__ESERCIZIO 1__:
Rispondi a queste domande sull'articolo sul vino siciliano:
(a) In quale isola si svolge la decima edizione di Sicilia en Primeur?
(b) Quanti vini si possono assaggiare e di quanti produttori?
(c) A quali vitigni sono destinati i nuovi impianti di cui parlavano più produttori?
__ESERCIZIO 2__:
Modifica l'articolo sul vino siciliano: riscrivi tutto da "Le nuove parole" fino a "i mercati esteri.", mettendo "territorialità" al posto di "identità".
__ESERCIZIO 3__:
Riprendi l'articolo sul vino siciliano e proseguilo dopo l'ultima frase riportata.

__TESTO ESTRATTO__:
=====
Le nuove parole d’ordine (giuste) del vino siciliano: identità e sostenibilità

Il futuro del vino si chiama identità. Ne ho avuto l’ennesima riprova oggi a Vulcano, l’incantevole isola delle Eolie in cui si svolge la decima edizione di Sicilia en Primeur, 300 vini da assaggiare di 35 produttori siciliani d’eccellenza. Il vino siciliano, superato ogni complesso di inferiorità verso territori più anticamente blasonati, procede spedito lungo una strada che pian piano lo sta portando anche ad emanciparsi dalla sudditanza verso i grandi vitigni internazionali, passepartout e primo grimaldello d’ingresso verso i mercati esteri.

 

In questi giorni più di un produttore raccontava di nuovi impianti (o addirittura espianti per rinnovare il vigneto) destinati a vitigni autoctoni. La regione è probabilmente una di quelle che in Italia sta investendo di più in ricerca e selezione clonale, alla ricerca del biotipo giusto per le diverse tipologie di territorio (e da questo punto di vista la Sicilia è davvero un continente, dal mare alla collina alle terre vulcaniche).
=====
__DATI MOSTRATI__:
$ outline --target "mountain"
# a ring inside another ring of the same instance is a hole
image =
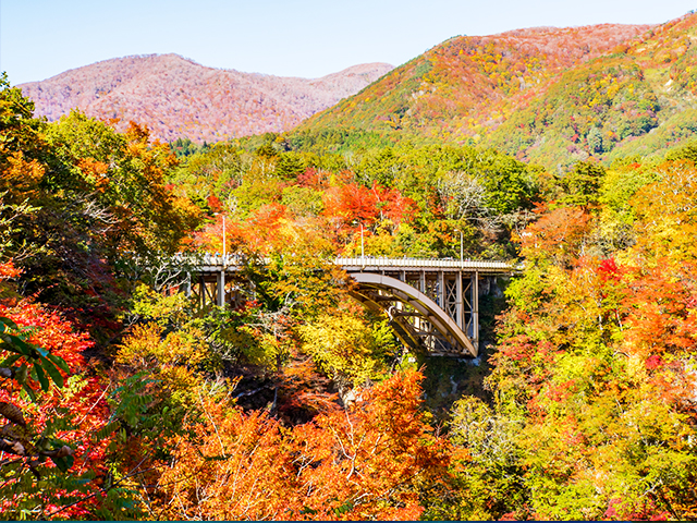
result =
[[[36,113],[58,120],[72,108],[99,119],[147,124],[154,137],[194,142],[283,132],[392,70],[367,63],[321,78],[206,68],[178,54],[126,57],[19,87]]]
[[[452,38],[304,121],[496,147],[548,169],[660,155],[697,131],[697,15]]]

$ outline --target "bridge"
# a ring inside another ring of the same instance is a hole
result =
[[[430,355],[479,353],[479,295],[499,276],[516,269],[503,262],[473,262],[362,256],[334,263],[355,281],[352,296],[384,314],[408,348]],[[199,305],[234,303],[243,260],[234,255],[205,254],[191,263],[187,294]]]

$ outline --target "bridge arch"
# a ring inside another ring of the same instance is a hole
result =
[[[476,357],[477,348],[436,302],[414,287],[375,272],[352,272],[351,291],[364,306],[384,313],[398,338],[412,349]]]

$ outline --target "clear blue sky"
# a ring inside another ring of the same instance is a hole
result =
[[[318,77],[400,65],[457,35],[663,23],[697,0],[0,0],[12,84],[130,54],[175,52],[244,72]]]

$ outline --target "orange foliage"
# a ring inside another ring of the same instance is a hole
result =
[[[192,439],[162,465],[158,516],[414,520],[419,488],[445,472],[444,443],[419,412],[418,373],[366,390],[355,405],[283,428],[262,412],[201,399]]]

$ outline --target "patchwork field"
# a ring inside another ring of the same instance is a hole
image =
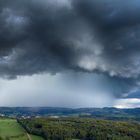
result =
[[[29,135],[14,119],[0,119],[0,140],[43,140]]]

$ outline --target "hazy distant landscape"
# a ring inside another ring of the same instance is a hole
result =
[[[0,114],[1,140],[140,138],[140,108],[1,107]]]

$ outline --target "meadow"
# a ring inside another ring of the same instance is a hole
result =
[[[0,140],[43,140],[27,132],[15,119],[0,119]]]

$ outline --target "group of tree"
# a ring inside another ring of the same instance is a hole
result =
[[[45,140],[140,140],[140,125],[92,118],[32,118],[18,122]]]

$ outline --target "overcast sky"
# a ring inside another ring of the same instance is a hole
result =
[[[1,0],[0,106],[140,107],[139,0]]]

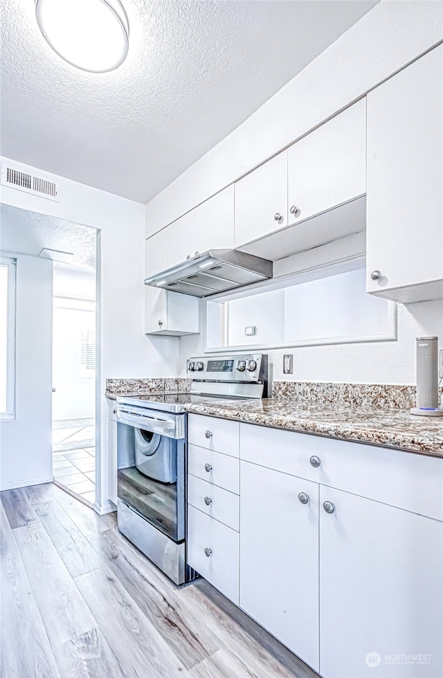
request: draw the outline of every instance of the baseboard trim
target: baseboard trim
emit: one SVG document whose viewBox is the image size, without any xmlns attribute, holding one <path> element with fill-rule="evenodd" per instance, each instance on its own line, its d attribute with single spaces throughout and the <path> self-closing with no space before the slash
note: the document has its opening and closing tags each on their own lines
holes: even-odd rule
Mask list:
=====
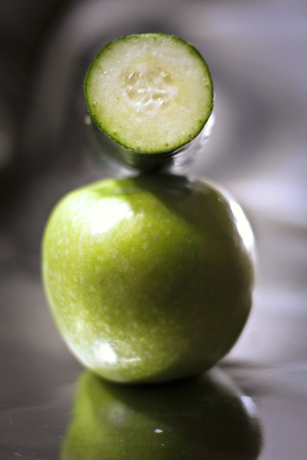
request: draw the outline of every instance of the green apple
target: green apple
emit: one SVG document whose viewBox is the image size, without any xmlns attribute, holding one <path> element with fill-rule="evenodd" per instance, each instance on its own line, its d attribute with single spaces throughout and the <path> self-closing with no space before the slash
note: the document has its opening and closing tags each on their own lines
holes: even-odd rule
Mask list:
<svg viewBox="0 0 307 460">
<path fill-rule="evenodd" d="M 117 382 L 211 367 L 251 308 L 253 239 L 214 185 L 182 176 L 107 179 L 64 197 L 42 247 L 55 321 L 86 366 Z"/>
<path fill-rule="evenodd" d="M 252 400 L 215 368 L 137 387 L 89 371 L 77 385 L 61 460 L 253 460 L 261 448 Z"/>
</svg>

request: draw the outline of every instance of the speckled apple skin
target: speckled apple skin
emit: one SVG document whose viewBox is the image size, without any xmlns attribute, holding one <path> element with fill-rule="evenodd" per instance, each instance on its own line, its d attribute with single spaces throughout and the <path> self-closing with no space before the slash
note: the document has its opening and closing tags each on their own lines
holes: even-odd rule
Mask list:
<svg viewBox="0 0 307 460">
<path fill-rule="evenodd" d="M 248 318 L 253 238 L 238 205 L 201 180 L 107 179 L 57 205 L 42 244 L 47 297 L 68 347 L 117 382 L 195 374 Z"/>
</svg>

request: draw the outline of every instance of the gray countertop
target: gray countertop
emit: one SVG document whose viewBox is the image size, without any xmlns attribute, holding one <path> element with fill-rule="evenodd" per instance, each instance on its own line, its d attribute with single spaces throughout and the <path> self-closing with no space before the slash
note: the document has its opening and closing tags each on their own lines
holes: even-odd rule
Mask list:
=====
__RISULTATO 1__:
(a) A Vulcano, isola delle Eolie.
(b) 300 vini di 35 produttori siciliani.
(c) A vitigni autoctoni.

__RISULTATO 2__:
Le nuove parole d’ordine (giuste) del vino siciliano: territorialità e sostenibilità

Il futuro del vino si chiama territorialità. Ne ho avuto l’ennesima riprova oggi a Vulcano, l’incantevole isola delle Eolie in cui si svolge la decima edizione di Sicilia en Primeur, 300 vini da assaggiare di 35 produttori siciliani d’eccellenza. Il vino siciliano, superato ogni complesso di inferiorità verso territori più anticamente blasonati, procede spedito lungo una strada che pian piano lo sta portando anche ad emanciparsi dalla sudditanza verso i grandi vitigni internazionali, passepartout e primo grimaldello d’ingresso verso i mercati esteri.

__RISULTATO 3__:
Accanto a questo aumenta l’impegno verso la sostenibilità delle produzioni. Mi ha impressionato una”torta” in cui spicca il 28% di ettari a biologico della Sicilia, di gran lunga in testa (la Puglia è al 18, la Toscana al 10, il Piemonte tristemente all’interno dello spicchio “altri”). Antonio Rallo, proprietario con la famiglia dello storico marchio Donnafugata e presidente di Assovini, conferma il costante aumento di imprese che passano, se non decisamente al biologico, comunque alla “lotta integrata”, mettendo al bando concimi chimici e riducendo al massimo i fitofarmaci, razionalizzando l’uso delle acque e introducendo pratice di recupero dei residui. Gruppi di aziende si sono riunite in progetti specifici, come SOStain, avviata da Tasca D’Almerita e Planeta, che mira a una revisione “olistica” in senso sostenibile delle pratiche aziendali, con indicatori che spaziano dal suolo al sociale.

Questa capacità, abbastanza inedita, di fare squadra sarà messa alla prova nei prossimi mesi, quando sarà pienamente operativa la Doc Sicilia, fortemente voluta dai produttori. Consentirà al consorzio di utilizzare i fondi Ue per promuovere i vini siciliani sotto un ombrello più vasto e più riconoscibile all’estero. E quindi di spingere tutte quelle varietà – in testa il Grillo, riscoperto dopo anni in cui veniva considerato solo la materia prima del Marsala – che esprimono appieno l’identità dell’isola.